> [RECORDS FOR PROCESSING]:

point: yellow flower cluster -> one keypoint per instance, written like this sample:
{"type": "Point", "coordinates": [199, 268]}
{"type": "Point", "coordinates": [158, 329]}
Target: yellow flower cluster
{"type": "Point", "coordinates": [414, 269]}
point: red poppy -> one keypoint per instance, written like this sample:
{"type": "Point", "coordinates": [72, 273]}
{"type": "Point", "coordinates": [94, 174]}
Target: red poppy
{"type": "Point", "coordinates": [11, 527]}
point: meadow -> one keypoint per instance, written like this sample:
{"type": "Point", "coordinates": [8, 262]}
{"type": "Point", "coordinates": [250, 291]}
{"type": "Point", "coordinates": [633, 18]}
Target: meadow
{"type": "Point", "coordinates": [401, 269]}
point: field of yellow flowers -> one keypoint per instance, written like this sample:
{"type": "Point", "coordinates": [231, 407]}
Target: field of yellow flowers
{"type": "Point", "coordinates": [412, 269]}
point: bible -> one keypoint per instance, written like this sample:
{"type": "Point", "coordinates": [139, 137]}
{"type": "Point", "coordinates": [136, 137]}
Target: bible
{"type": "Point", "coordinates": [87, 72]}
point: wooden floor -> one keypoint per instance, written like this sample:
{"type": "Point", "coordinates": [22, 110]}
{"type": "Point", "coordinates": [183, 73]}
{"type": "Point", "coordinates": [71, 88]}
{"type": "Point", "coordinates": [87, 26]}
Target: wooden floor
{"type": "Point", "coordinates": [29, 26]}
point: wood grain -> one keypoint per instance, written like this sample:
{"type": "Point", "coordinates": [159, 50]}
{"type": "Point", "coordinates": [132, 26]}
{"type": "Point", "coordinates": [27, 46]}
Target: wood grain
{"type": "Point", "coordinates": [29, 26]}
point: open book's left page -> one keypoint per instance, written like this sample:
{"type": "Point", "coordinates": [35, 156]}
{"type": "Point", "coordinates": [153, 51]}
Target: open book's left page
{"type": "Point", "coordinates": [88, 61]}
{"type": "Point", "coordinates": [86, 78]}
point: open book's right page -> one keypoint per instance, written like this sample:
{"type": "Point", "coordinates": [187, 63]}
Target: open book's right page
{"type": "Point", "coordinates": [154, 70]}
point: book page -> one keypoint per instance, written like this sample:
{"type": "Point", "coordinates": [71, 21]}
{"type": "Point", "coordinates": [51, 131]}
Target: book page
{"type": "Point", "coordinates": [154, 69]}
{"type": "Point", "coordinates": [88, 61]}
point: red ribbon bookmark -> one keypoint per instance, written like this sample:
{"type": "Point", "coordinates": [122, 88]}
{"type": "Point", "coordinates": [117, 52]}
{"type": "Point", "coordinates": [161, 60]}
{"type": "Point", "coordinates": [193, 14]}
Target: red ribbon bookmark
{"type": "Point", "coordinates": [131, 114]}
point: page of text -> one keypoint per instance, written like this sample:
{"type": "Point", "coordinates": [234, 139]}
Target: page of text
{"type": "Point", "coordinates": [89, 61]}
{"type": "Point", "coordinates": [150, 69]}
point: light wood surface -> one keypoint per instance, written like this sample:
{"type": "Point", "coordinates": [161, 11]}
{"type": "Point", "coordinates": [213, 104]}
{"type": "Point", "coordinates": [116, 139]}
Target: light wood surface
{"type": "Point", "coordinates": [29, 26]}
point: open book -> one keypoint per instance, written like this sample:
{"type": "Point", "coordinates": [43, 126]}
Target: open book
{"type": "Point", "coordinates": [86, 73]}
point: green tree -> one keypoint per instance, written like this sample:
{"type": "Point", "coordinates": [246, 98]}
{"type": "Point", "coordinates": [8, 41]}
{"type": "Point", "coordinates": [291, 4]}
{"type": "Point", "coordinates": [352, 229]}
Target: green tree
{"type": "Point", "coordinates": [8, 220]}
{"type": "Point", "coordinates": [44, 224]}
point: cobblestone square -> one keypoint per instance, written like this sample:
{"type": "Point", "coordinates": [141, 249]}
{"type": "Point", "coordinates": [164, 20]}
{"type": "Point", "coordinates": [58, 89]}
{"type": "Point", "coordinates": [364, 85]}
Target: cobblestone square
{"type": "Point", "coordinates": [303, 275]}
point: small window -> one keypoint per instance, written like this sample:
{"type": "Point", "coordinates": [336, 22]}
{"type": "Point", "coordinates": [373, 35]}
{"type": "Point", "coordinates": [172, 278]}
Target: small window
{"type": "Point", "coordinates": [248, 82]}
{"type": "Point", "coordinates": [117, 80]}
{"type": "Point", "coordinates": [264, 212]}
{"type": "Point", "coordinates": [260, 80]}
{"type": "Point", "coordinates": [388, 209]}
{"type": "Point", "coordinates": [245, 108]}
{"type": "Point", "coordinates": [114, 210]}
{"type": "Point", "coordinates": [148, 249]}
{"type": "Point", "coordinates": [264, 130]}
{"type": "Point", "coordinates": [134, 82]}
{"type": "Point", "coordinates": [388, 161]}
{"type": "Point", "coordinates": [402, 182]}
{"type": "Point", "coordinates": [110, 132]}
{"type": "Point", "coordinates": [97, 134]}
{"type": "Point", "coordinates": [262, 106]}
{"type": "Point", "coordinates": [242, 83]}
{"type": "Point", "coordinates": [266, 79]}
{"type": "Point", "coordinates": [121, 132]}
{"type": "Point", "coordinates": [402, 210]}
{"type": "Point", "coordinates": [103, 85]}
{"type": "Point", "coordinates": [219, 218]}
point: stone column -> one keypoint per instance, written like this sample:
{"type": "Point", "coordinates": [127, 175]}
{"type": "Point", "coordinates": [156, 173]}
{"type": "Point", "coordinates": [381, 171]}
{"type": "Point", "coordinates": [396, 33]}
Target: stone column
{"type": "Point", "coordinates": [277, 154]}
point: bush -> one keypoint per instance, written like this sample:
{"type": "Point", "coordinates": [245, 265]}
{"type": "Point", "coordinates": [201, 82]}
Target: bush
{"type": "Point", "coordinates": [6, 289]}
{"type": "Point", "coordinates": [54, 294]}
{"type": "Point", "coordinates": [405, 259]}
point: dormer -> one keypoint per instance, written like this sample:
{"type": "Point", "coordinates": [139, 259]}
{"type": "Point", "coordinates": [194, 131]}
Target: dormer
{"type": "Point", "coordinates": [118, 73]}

> [ACTIVITY]:
Could you set down each entry above word for word?

> [THE COMPLETED TASK]:
point: yellow flower cluster -> one keypoint per instance, written like this sample:
{"type": "Point", "coordinates": [199, 268]}
{"type": "Point", "coordinates": [158, 329]}
Target: yellow flower cluster
{"type": "Point", "coordinates": [414, 269]}
point: red poppy -> one keypoint per instance, written like this sample:
{"type": "Point", "coordinates": [72, 273]}
{"type": "Point", "coordinates": [94, 174]}
Target: red poppy
{"type": "Point", "coordinates": [11, 527]}
point: meadow -> one keypoint per instance, written like this sample:
{"type": "Point", "coordinates": [8, 262]}
{"type": "Point", "coordinates": [250, 291]}
{"type": "Point", "coordinates": [633, 18]}
Target: meadow
{"type": "Point", "coordinates": [401, 269]}
point: field of yellow flowers -> one keypoint per instance, written like this sample:
{"type": "Point", "coordinates": [231, 407]}
Target: field of yellow flowers
{"type": "Point", "coordinates": [412, 269]}
point: bible -> one keypoint per instance, written like this sample:
{"type": "Point", "coordinates": [139, 137]}
{"type": "Point", "coordinates": [136, 137]}
Target: bible
{"type": "Point", "coordinates": [87, 72]}
point: wooden floor -> one keypoint per instance, written like this sample:
{"type": "Point", "coordinates": [22, 110]}
{"type": "Point", "coordinates": [183, 73]}
{"type": "Point", "coordinates": [71, 88]}
{"type": "Point", "coordinates": [87, 26]}
Target: wooden floor
{"type": "Point", "coordinates": [29, 26]}
point: wood grain -> one keypoint per instance, written like this sample:
{"type": "Point", "coordinates": [159, 50]}
{"type": "Point", "coordinates": [132, 26]}
{"type": "Point", "coordinates": [27, 46]}
Target: wood grain
{"type": "Point", "coordinates": [29, 26]}
point: open book's left page -> one keypoint per instance, written like this sample:
{"type": "Point", "coordinates": [35, 156]}
{"type": "Point", "coordinates": [153, 51]}
Target: open book's left page
{"type": "Point", "coordinates": [88, 61]}
{"type": "Point", "coordinates": [86, 78]}
point: open book's right page -> one keypoint per instance, written like this sample:
{"type": "Point", "coordinates": [187, 63]}
Target: open book's right page
{"type": "Point", "coordinates": [154, 70]}
point: book page -> one keypoint per instance, written like this sample:
{"type": "Point", "coordinates": [71, 21]}
{"type": "Point", "coordinates": [51, 131]}
Target: book page
{"type": "Point", "coordinates": [154, 69]}
{"type": "Point", "coordinates": [88, 61]}
point: red ribbon bookmark -> one keypoint per instance, written like this sample:
{"type": "Point", "coordinates": [122, 88]}
{"type": "Point", "coordinates": [117, 52]}
{"type": "Point", "coordinates": [161, 60]}
{"type": "Point", "coordinates": [193, 14]}
Target: red ribbon bookmark
{"type": "Point", "coordinates": [131, 114]}
point: page of text -> one keypoint per instance, written like this sample:
{"type": "Point", "coordinates": [234, 139]}
Target: page of text
{"type": "Point", "coordinates": [89, 61]}
{"type": "Point", "coordinates": [150, 69]}
point: light wood surface -> one keypoint per instance, written like this sample:
{"type": "Point", "coordinates": [161, 11]}
{"type": "Point", "coordinates": [213, 104]}
{"type": "Point", "coordinates": [116, 139]}
Target: light wood surface
{"type": "Point", "coordinates": [29, 26]}
point: open book -> one keypoint per instance, written like this sample:
{"type": "Point", "coordinates": [43, 126]}
Target: open book
{"type": "Point", "coordinates": [86, 73]}
point: green tree -> one keypoint per instance, written like this sample:
{"type": "Point", "coordinates": [246, 98]}
{"type": "Point", "coordinates": [8, 41]}
{"type": "Point", "coordinates": [291, 4]}
{"type": "Point", "coordinates": [352, 229]}
Target: green tree
{"type": "Point", "coordinates": [8, 220]}
{"type": "Point", "coordinates": [44, 224]}
point: cobblestone square -> one keypoint per instance, written like this sample:
{"type": "Point", "coordinates": [141, 249]}
{"type": "Point", "coordinates": [164, 20]}
{"type": "Point", "coordinates": [58, 89]}
{"type": "Point", "coordinates": [364, 85]}
Target: cobblestone square
{"type": "Point", "coordinates": [303, 275]}
point: small window -> one keypoint per instance, written like this sample:
{"type": "Point", "coordinates": [336, 22]}
{"type": "Point", "coordinates": [373, 35]}
{"type": "Point", "coordinates": [172, 278]}
Target: small window
{"type": "Point", "coordinates": [248, 82]}
{"type": "Point", "coordinates": [117, 80]}
{"type": "Point", "coordinates": [264, 212]}
{"type": "Point", "coordinates": [260, 80]}
{"type": "Point", "coordinates": [388, 209]}
{"type": "Point", "coordinates": [245, 108]}
{"type": "Point", "coordinates": [114, 210]}
{"type": "Point", "coordinates": [148, 249]}
{"type": "Point", "coordinates": [264, 130]}
{"type": "Point", "coordinates": [134, 82]}
{"type": "Point", "coordinates": [388, 161]}
{"type": "Point", "coordinates": [402, 182]}
{"type": "Point", "coordinates": [110, 132]}
{"type": "Point", "coordinates": [97, 134]}
{"type": "Point", "coordinates": [262, 106]}
{"type": "Point", "coordinates": [242, 83]}
{"type": "Point", "coordinates": [266, 79]}
{"type": "Point", "coordinates": [121, 132]}
{"type": "Point", "coordinates": [402, 210]}
{"type": "Point", "coordinates": [103, 85]}
{"type": "Point", "coordinates": [219, 218]}
point: stone column -> one keypoint per instance, written like this sample:
{"type": "Point", "coordinates": [127, 175]}
{"type": "Point", "coordinates": [156, 173]}
{"type": "Point", "coordinates": [381, 171]}
{"type": "Point", "coordinates": [396, 33]}
Target: stone column
{"type": "Point", "coordinates": [277, 154]}
point: bush -> one keypoint per instance, written like this sample:
{"type": "Point", "coordinates": [245, 265]}
{"type": "Point", "coordinates": [201, 82]}
Target: bush
{"type": "Point", "coordinates": [6, 289]}
{"type": "Point", "coordinates": [54, 294]}
{"type": "Point", "coordinates": [405, 259]}
point: dormer -> one keypoint per instance, written like this sample:
{"type": "Point", "coordinates": [139, 259]}
{"type": "Point", "coordinates": [194, 131]}
Target: dormer
{"type": "Point", "coordinates": [118, 73]}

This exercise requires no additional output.